- _Tarefa a realizar_:
De acordo com o trecho da página, com o que coincidiram a redução dos gastos e o corte dos investimentos nos últimos três anos?

- _Trecho da página_:
Artifício de marketing


Em artigo publicado nesta Folha em 7/11, mostrou-se que o alegado saneamento financeiro do Estado de São Paulo, reivindicado pela atual administração como atestado de competência gerencial, foi um artifício de marketing. Mostrou-se, ainda, que a redução dos gastos e o corte dos investimentos nos últimos três anos coincidiram com uma explosão do endividamento.

Nesse sentido, o sacrifício da população de São Paulo parece ter sido em vão, já que não há razões para acreditar que a situação financeira do Estado nas próximas gestões será mais folgada.

- _Linhas de dados_:
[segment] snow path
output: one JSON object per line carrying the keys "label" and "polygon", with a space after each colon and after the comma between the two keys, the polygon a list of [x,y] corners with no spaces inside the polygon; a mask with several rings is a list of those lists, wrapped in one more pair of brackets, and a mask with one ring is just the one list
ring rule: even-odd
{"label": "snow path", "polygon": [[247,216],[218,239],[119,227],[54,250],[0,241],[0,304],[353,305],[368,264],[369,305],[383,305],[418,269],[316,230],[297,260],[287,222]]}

- _Resolução da tarefa_:
Com uma explosão do endividamento.